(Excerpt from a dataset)

==*==

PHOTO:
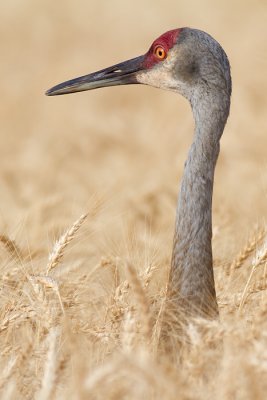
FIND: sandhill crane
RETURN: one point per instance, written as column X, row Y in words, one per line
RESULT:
column 192, row 63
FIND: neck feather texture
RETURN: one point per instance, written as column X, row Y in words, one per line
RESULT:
column 191, row 277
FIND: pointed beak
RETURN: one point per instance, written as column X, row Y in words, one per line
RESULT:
column 120, row 74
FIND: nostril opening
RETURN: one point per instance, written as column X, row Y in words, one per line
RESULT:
column 114, row 71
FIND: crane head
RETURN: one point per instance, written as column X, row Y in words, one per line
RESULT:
column 180, row 60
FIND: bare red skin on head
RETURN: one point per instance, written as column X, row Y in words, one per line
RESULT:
column 167, row 41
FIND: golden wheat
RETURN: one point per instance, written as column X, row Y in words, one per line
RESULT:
column 86, row 323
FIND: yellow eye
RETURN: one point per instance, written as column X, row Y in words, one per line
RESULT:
column 160, row 53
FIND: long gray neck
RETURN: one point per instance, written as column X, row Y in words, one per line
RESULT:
column 191, row 276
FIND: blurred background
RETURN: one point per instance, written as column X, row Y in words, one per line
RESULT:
column 127, row 145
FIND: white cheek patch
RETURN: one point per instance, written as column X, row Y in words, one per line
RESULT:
column 160, row 75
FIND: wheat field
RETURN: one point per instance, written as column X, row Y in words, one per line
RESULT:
column 89, row 187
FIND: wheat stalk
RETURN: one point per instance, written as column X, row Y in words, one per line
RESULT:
column 11, row 247
column 247, row 250
column 58, row 250
column 142, row 302
column 49, row 376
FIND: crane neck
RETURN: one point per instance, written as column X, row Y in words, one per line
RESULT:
column 191, row 277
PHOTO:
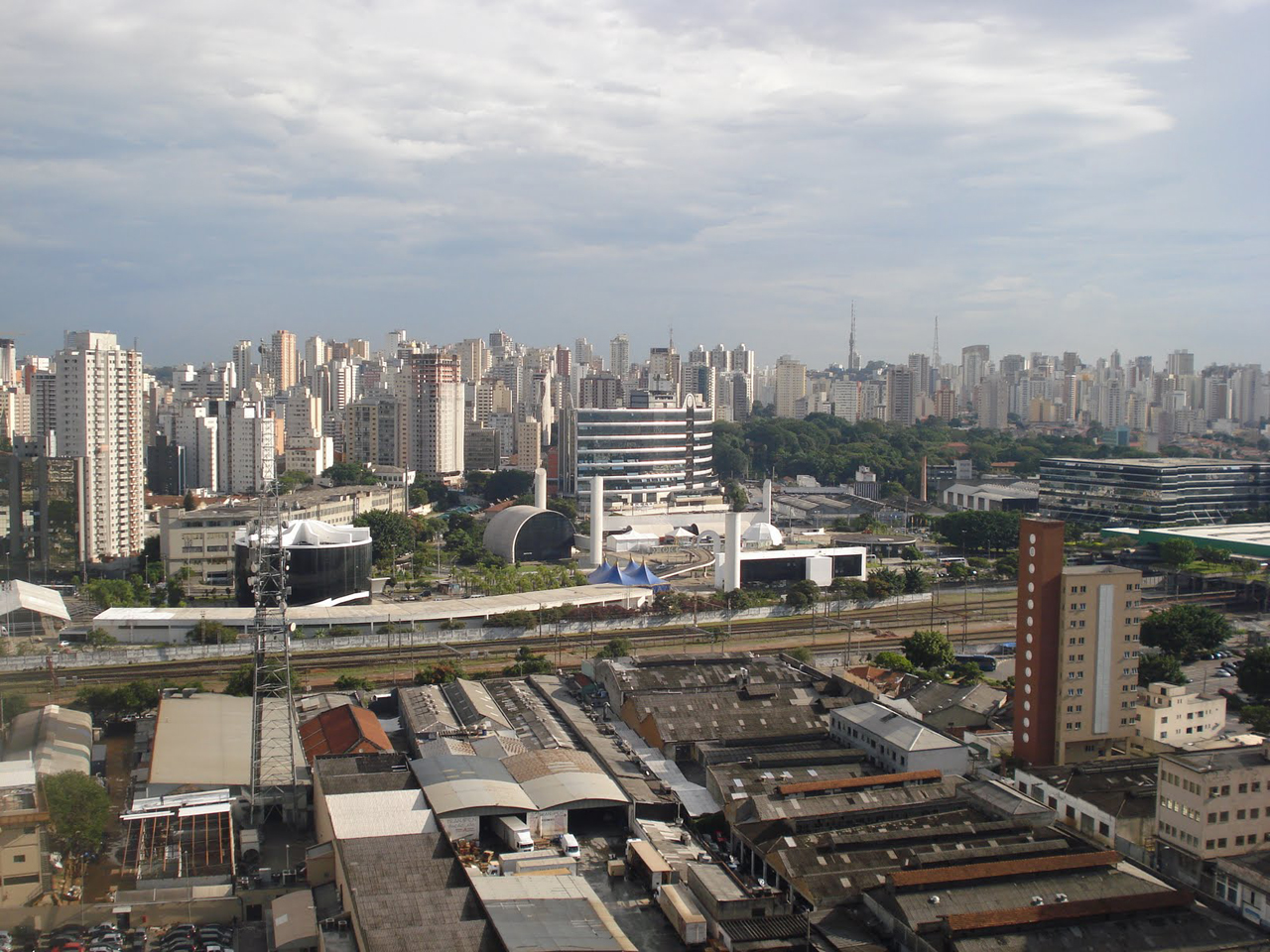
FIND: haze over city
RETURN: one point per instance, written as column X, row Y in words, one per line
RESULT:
column 1076, row 177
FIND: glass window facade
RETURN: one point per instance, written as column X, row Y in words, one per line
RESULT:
column 1151, row 492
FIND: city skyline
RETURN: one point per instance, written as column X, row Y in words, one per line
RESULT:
column 1061, row 179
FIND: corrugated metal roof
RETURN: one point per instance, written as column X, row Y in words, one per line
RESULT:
column 381, row 814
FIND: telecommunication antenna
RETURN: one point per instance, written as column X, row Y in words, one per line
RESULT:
column 273, row 735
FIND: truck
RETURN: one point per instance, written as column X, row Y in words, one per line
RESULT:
column 515, row 833
column 684, row 914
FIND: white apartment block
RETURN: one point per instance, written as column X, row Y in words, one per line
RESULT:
column 1171, row 715
column 100, row 416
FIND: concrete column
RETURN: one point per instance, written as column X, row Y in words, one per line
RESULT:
column 597, row 522
column 731, row 565
column 540, row 488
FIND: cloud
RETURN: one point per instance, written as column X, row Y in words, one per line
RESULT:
column 740, row 167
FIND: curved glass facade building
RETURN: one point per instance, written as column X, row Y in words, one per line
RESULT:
column 645, row 454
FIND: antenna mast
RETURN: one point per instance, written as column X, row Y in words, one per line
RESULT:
column 273, row 735
column 852, row 357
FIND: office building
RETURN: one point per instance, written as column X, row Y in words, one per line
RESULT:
column 284, row 365
column 100, row 417
column 1151, row 492
column 435, row 416
column 1211, row 805
column 620, row 354
column 1079, row 643
column 790, row 386
column 649, row 453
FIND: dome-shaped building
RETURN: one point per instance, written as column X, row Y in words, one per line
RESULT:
column 527, row 534
column 324, row 562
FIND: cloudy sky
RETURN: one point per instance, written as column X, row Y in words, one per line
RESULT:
column 1044, row 177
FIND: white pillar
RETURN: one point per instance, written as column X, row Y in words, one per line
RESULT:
column 731, row 565
column 597, row 522
column 540, row 488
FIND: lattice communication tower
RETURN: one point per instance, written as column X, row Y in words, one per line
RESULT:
column 273, row 753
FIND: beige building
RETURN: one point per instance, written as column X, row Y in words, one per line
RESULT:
column 790, row 385
column 24, row 873
column 203, row 539
column 1097, row 661
column 1213, row 803
column 1171, row 715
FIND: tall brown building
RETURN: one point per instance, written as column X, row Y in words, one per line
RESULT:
column 1079, row 644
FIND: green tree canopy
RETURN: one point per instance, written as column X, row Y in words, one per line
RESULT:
column 390, row 534
column 893, row 661
column 930, row 651
column 1155, row 665
column 1176, row 552
column 349, row 475
column 620, row 647
column 1185, row 631
column 1255, row 673
column 79, row 807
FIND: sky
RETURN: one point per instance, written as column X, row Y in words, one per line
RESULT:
column 1052, row 177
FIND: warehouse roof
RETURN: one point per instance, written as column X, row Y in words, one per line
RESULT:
column 22, row 595
column 549, row 914
column 381, row 814
column 470, row 785
column 343, row 730
column 896, row 729
column 54, row 739
column 563, row 779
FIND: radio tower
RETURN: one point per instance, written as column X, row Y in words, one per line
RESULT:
column 273, row 737
column 852, row 357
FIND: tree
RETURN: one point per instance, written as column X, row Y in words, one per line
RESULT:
column 206, row 633
column 617, row 648
column 1176, row 552
column 349, row 475
column 99, row 638
column 439, row 673
column 390, row 534
column 1185, row 631
column 915, row 579
column 893, row 661
column 1255, row 673
column 353, row 682
column 79, row 807
column 508, row 484
column 293, row 480
column 803, row 594
column 1156, row 665
column 929, row 649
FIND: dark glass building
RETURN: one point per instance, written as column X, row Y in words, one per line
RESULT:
column 1151, row 492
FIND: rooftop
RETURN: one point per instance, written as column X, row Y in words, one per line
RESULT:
column 896, row 729
column 343, row 730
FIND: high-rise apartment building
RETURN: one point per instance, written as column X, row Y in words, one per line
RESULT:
column 901, row 395
column 435, row 414
column 284, row 361
column 1078, row 653
column 100, row 416
column 620, row 354
column 790, row 385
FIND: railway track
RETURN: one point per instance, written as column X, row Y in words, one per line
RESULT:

==*==

▶ [Exercise]:
Rewrite all of the material above, replacing every "one point per instance" with "a single point for each instance" and changing nothing else. Leave the pictures out of your answer.

▶ [Answer to this task]:
PHOTO:
FIND: sandhill crane
RETURN: a single point for each instance, written as column X, row Y in words, one per line
RESULT:
column 192, row 63
FIND: neck feather texture
RETURN: a single point for each instance, written as column X, row Y in words, one per line
RESULT:
column 191, row 277
FIND: pointed beak
RETURN: a single point for each instance, written as column X, row Y in words, one per line
RESULT:
column 120, row 74
FIND: nostril opening
RETURN: a single point for each instance, written as column X, row Y in words, one per line
RESULT:
column 114, row 71
FIND: crane head
RETURN: a single point for each instance, written as column X, row Y in words, one per line
RESULT:
column 180, row 60
FIND: bare red skin on head
RETURN: a single point for each instance, written as column X, row Y in words, one per line
RESULT:
column 167, row 41
FIND: golden wheat
RETURN: a single point for each instance, written as column X, row Y in words, one per line
RESULT:
column 86, row 323
FIND: yellow eye
RETURN: a single point for each instance, written as column X, row Y in words, one per line
RESULT:
column 160, row 53
FIND: long gray neck
RETURN: a single point for each instance, written as column X, row Y in words, one per line
RESULT:
column 191, row 276
FIND: blurred background
RETURN: a single point for each instance, written as column X, row Y in words, one per line
RESULT:
column 127, row 145
FIND: white cheek patch
RETURN: a single point for each instance, written as column X, row Y in words, one per line
RESULT:
column 160, row 75
FIND: wheat field
RETURN: a single point for each instance, written as column X, row Y in words, one per line
RESULT:
column 89, row 187
FIND: wheat stalk
RETURN: a single point for each instance, written as column X, row Y in words, one per line
RESULT:
column 11, row 247
column 247, row 250
column 58, row 250
column 142, row 302
column 49, row 376
FIND: crane neck
RETURN: a single point for each instance, written as column X, row Y in words, one per line
RESULT:
column 191, row 277
PHOTO:
FIND: haze over city
RETURN: a single point for each instance, written as column X, row Y in words, one per line
RESULT:
column 1076, row 177
FIND: glass window facade
RETURN: a single point for each instance, written as column X, row Y in words, one per line
RESULT:
column 1151, row 492
FIND: city skyline
RETURN: a single point for each instance, written as column X, row Y in words, one per line
RESULT:
column 1061, row 179
FIND: corrugated metal roof
RETURN: a single point for each instance, written as column X, row Y in words, one per line
RESULT:
column 381, row 814
FIND: telecommunication antenna
RETURN: a single point for each instance, written as column X, row Y in words, one per line
RESULT:
column 273, row 735
FIND: truck
RETURN: a single point for each instance, written as column X, row Y in words, one per line
RESULT:
column 515, row 833
column 684, row 914
FIND: white apartment block
RETURN: a single point for each instance, written as column X, row Y in words, one per line
RESULT:
column 1171, row 715
column 100, row 416
FIND: concrete column
RETURN: a single point for each instance, written as column X, row Y in words, one per line
RESULT:
column 597, row 522
column 731, row 565
column 540, row 488
FIND: cloud
RETURN: a single point for each instance, written as column X, row Y in words, one per line
RESULT:
column 740, row 167
FIND: curved glass facade building
RETURN: a single point for each instance, written as column X, row Y in words, one per line
RESULT:
column 645, row 454
FIND: antenna mast
RETURN: a single point for each instance, written as column X, row Y in words, one per line
RESULT:
column 273, row 735
column 852, row 357
FIND: office building
RETURN: a single point for each instance, written as column X, row Y in words, one per line
RESULT:
column 284, row 365
column 100, row 417
column 1151, row 492
column 435, row 416
column 1211, row 805
column 620, row 354
column 1079, row 643
column 790, row 386
column 649, row 453
FIND: dome-shaped building
RETURN: a single point for each instance, written as column X, row Y in words, one per line
RESULT:
column 527, row 534
column 324, row 562
FIND: cloudy sky
RETURN: a single point for each instance, written as column X, row Y in words, one per line
RESULT:
column 1044, row 177
FIND: white pillar
RETURN: a single point for each instance, written as column X, row Y in words, one per line
RESULT:
column 731, row 565
column 597, row 522
column 540, row 488
FIND: lattice communication tower
RETURN: a single point for each instance, written as column X, row Y in words, one per line
RESULT:
column 273, row 753
FIND: beige building
RETURN: a single point for each instance, written as column X, row Y in words, one per line
RESULT:
column 790, row 385
column 24, row 873
column 203, row 539
column 1097, row 661
column 1213, row 803
column 1171, row 715
FIND: tall brown building
RETURN: a single point for each instance, written as column X, row Y in words, one per line
RESULT:
column 1079, row 644
FIND: green tree canopy
RETURN: a single point for each instance, written as column X, row Y in words, one per line
RESULT:
column 390, row 534
column 893, row 661
column 930, row 651
column 1155, row 665
column 1176, row 552
column 349, row 475
column 620, row 647
column 1185, row 631
column 1255, row 673
column 79, row 807
FIND: sky
RETURN: a single point for each instance, written as column X, row Y in words, one per line
RESULT:
column 1052, row 177
FIND: warehouse roof
RETURN: a single point for each instance, written as column X, row Y in words, one per line
RESULT:
column 22, row 595
column 549, row 914
column 381, row 814
column 470, row 785
column 343, row 730
column 896, row 729
column 54, row 739
column 563, row 779
FIND: radio tower
RETURN: a single point for each instance, written as column X, row Y in words, one per line
RESULT:
column 273, row 737
column 852, row 357
FIND: tree
RETURN: a single point for each instance, written as column X, row Y in words, one per line
RESULT:
column 206, row 633
column 617, row 648
column 1176, row 552
column 349, row 475
column 99, row 638
column 439, row 673
column 390, row 534
column 1185, row 631
column 915, row 579
column 893, row 661
column 1255, row 673
column 353, row 682
column 79, row 807
column 508, row 484
column 293, row 480
column 803, row 594
column 1156, row 665
column 929, row 649
FIND: dark glass building
RETURN: a single point for each instance, written as column X, row Y in words, one per line
RESULT:
column 1151, row 492
FIND: rooftop
RETURN: a single point for each instance, written as column X, row Y in words, one per line
RESULT:
column 896, row 729
column 343, row 730
FIND: high-rise apartment building
RETURN: a single point for each instance, written as column X, row Y in words, one per line
RESULT:
column 901, row 395
column 435, row 414
column 284, row 361
column 1078, row 653
column 100, row 416
column 620, row 354
column 790, row 385
FIND: railway track
RETURN: a single point for each instance, written as column X, row Y in words, one per line
RESULT:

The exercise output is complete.